THINGS TO DO>
**1)** In the excerpt on tobacco litigation and regulation, what was the deadline for New Brunswick's request for proposals?
**2)** Continue the excerpt on tobacco litigation and regulation from its last sentence.

PAGE TEXT>
════════════════

On June 22, 2006, the Tobacco Damages and Health Care Costs Recovery Act in New Brunswick received royal assent. The legislation is similar to that of British Columbia. No action has been commenced under this legislation, however the New Brunswick government announced in December that it had begun the process to hire a qualified law firm or consortium of law firms to represent the province. A request for proposals with a deadline of January 31, 2007 has been issued.
In November 2006, the government of Saskatchewan announced that it was introducing The Tobacco Damages and Health Care Costs Recovery Act. The legislation is similar to that of British Columbia. The Bill received second reading in December 2006.
In September 2006, the British Columbia Court of Appeal ruled that the Company and certain international tobacco companies who are named as defendants in the lawsuit initiated by the Province of British Columbia to recover health care costs should remain in the lawsuit. These defendants, including the Company, had argued that the Province did not have jurisdiction over them as they do not do business in British Columbia. The Company has determined not to appeal the decision.
In late September 2006, RBH received a complaint from ITL and one of its affiliates alleging that RBH's ROOFTOP product packaging infringed their rights in respect of the MARLBORO trade-mark registration in Canada. RBH and Philip Morris Products S.A. ("PMPSA"), the owner of the ROOFTOP design in Canada, commenced an action in the Federal Court seeking a declaration that the use of the ROOFTOP design in association with RBH's cigarette products does not infringe upon any rights which ITL or its affiliate may have in respect of the MARLBORO trade-mark registration in Canada. In their statement of defense, ITL and its affiliate have counterclaimed against RBH and PMPSA seeking, among other things, a declaration that the ROOFTOP packaging infringes their trade-mark rights, a permanent injunction restraining the sale and distribution of cigarettes in association with the ROOFTOP packaging in Canada as well as unspecified damages or an accounting of profits, at their election. RBH and PMPSA deny the allegations contained in ITL's claim, and are vigorously defending the counterclaim.
Additional information concerning legal matters affecting the Company and RBH are contained in the Company's filings with securities regulatory authorities including the Company's 2006 Annual Report and 2006 Annual Information Form (in particular under "Legal Proceedings") which can be accessed at www.sedar.com or on the Company's website at www.rothmansinc.ca.
ITL has now moved most of its production operations to Mexico. At the end of the prior quarter, ITL also began the implementation of its DSD system. It is difficult to assess the competitive impact of these initiatives at this time.
In November 2006, the government of Nova Scotia passed certain amendments to the Tobacco Access Act which, subject to proclamation, will come into effect as of March 31, 2007. The amendments will ban the display of tobacco products in establishments that permit entrance to persons under the age of nineteen. The federal government is considering adopting similar restrictions.
Outlook
The following contains forward-looking statements about the Company's outlook. Reference should be made to "Forward Looking Statements" set out at the beginning of this MD&A.

════════════════

INFORMATION SHOWN>
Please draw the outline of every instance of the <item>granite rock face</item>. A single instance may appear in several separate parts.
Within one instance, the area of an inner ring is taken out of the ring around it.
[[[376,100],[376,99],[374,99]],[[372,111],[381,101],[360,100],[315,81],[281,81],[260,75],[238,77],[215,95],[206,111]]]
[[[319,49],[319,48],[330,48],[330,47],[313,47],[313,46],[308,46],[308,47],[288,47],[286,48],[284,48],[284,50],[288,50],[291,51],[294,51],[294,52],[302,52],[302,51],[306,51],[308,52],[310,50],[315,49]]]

════════════════

ANSWERS TO THE TASKS>
**1)** January 31, 2007

**2)**
Looking ahead, Rothmans expects that a number of factors could affect its financial performance including:
- the success of efforts by RBH and the industry to defend themselves
against government, product liability and other claims, and to
operate within the regulatory environment;
- continued high levels of contraband product in the market due to the
onerous tax environment;
- the impact of ITL's direct-to-store distribution program and RBH's
ability to compete in the new environment;
- a lower rate of growth in the cigarette price category and RBH's
ability to successfully compete in that segment;
- the impact of continued high levels of taxation on consumer
purchasing patterns;
- continued declines in the consumption of tobacco products;
- RBH's ability to continue to implement price increases for its
products;
- the impact of RBH's efforts to stabilize its cigarette market share
in the declining premium cigarette category;
- the continued volatility in the cigarette market as a result of the
evolution of the Canadian cigarette price category, varying
wholesaler purchasing patterns and seasonal fluctuations in smoker
consumption;
- RBH's ability to maintain its leading position in the fine cut
segment;
- government tax policy regarding the differentiation in tax rates
applicable to fine cut products in comparison to tailor-made
cigarettes; and
- RBH's continued success at maintaining or reducing costs, especially
in view of the potential for regulated changes to product
specifications.
It is believed that the presence of contraband is a key factor in the decline rate in the total tax paid industry sales volumes. Continued availability of contraband product in the domestic market as a result of high tobacco tax rates across the country may increase the decline rate in tax paid industry volumes further in the future resulting in a negative impact on RBH's sales volumes.
Continued launches into the cigarette price category and price competition by each of the three major manufacturers have led to significant growth of that category over the past three fiscal years, and there continues to be a significant degree of variability in the underlying business trends, making it difficult to accurately estimate the impact on consumer purchasing patterns.
Over the past two fiscal years, the period between April and September has demonstrated stronger industry shipments than the period between October and March. This seasonality is likely due to smoking restrictions that are causing consumption variations between the summer and winter seasons. The impact of warmer than normal weather in a large part of Canada in the recent quarter on seasonal purchasing patterns on the tax paid industry is not determinable.
Interim Consolidated Statements of Earnings and Retained Earnings
Three months ended Nine months ended
(In thousands of dollars, December 31 December 31
except per share amounts) 2006 2005(x) 2006 2005(x)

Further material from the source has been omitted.